Prompt = The result should be the listing below restated word for word, with images left out.

Extracted entries =

-*-

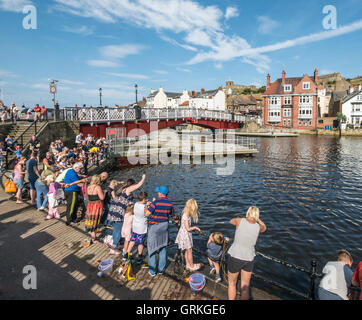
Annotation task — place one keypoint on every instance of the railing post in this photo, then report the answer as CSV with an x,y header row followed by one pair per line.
x,y
312,275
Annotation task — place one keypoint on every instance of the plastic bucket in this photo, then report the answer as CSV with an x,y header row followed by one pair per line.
x,y
197,283
106,267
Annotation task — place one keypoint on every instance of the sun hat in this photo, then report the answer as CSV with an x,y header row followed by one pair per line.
x,y
164,190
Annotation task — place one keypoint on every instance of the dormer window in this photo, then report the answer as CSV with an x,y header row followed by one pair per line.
x,y
288,88
306,85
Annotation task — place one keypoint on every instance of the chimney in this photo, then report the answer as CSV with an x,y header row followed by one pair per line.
x,y
316,75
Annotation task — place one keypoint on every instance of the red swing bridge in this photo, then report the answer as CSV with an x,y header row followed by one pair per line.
x,y
121,123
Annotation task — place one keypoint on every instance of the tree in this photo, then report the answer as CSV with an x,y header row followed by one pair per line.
x,y
341,118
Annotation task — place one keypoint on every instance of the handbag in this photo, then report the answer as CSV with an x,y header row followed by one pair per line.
x,y
10,187
60,194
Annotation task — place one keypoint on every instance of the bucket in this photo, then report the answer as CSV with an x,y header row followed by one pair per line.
x,y
197,283
106,267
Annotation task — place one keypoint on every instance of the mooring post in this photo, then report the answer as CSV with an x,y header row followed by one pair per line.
x,y
312,275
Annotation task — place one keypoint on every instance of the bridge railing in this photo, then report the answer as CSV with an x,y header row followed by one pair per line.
x,y
96,115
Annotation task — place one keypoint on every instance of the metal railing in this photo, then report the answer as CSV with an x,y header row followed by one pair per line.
x,y
101,115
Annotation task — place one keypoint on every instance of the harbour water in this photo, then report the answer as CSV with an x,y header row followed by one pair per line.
x,y
308,189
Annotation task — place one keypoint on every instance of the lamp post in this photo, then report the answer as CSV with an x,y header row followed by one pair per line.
x,y
100,97
53,91
136,87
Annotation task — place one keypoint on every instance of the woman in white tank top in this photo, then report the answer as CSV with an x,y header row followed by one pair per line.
x,y
242,251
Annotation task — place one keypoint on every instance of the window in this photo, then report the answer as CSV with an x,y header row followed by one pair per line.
x,y
287,87
287,113
288,100
274,100
305,99
306,85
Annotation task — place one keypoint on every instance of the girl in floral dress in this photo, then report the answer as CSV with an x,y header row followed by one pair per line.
x,y
184,236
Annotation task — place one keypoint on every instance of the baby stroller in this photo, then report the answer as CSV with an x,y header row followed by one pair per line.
x,y
25,193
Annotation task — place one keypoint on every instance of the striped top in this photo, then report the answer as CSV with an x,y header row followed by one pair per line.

-*-

Solution to this task =
Annotation task — place one keypoint on every instance of the railing post in this photo, then report the answer as CSV with an x,y header row followed by one pair per line.
x,y
312,275
Annotation task — place one keypoint on every instance of the plastic bucket in this photo, then report the answer as CSV with an x,y header row followed by one pair per line.
x,y
197,283
106,267
Annotation task — place one keypoint on every instance of the sun hat in this photo, then report the answer as CSV with an x,y header row followed by one pair per line.
x,y
164,190
Annotation task — place one keypoint on every instance of the dormer window in this photo, then report the answer as CSV with an x,y header row followed by one pair per line.
x,y
288,88
306,85
Annotation task — place one keypoint on every instance of the chimney in this photo, then report the answer as CSV with an x,y header row followed by one pair per line.
x,y
316,75
Annotation task — place one keypoint on every instance of the red swing bridge in this photo, then report the answer as CSV with an x,y header row followed by one pair per line.
x,y
121,123
Annotation task — place one keypoint on every instance of the tree in this photo, then report the answer as CSV with an x,y header row followed by one pair per line.
x,y
341,118
Annotation task — place one keypoint on every instance of the handbag in this photo, then report the answer as CSV with an x,y header row followed by one pair per line.
x,y
10,187
60,194
Annotation task — place one keypoint on every instance of the bucket in this photo, then report the answer as CSV with an x,y header row followed by one pair per line.
x,y
197,283
106,267
Annotation task — place one keypoint on every instance of the mooring post in this photo, then report the answer as CSV with an x,y header row followed by one pair per line.
x,y
312,275
Annotation task — place one keypoint on every instance of the bridge railing in this photo, then report the answer as CSV with an x,y header row followed by one pair per line.
x,y
96,115
Annotation task — place one keypoint on every instance of the metal railing in this photo, then report the answer as CSV with an x,y header row followed by one pair per line.
x,y
101,115
Annotation task — place one keypoint on every instance of the harbour water in this photo, then report the answer as CSV with an x,y header row followed by one pair per line.
x,y
308,189
Annotation task — place one keypoint on every instance of the lamp post in this photo, then report the answer as CSV with an x,y header row followed by one pair per line.
x,y
100,97
53,91
136,87
Annotation task — place one keypoint on every instance of the woman in white tank top in this photo, then report the answer as CSV with an x,y header row followed by one pair per line.
x,y
242,251
Annotation task — place one keypoint on every instance of the window in this photo, then report the answer as CSV with an x,y header row followed by one pair per line.
x,y
287,87
287,113
288,100
274,100
305,99
306,85
Annotation task — place one keypoint on every instance of the girl in floral dress in this photo, then report the answer as CSV with an x,y header row followed by one pair per line.
x,y
184,236
Annotation task — place one keypoint on every instance of the baby stroller in this photo, then report the answer as CSV with an x,y header row followed by one pair per line.
x,y
25,193
Annotation task — place one keypoint on every instance of the striped top in this photo, then report the answer as CSV with an x,y header row followed by one pair per line.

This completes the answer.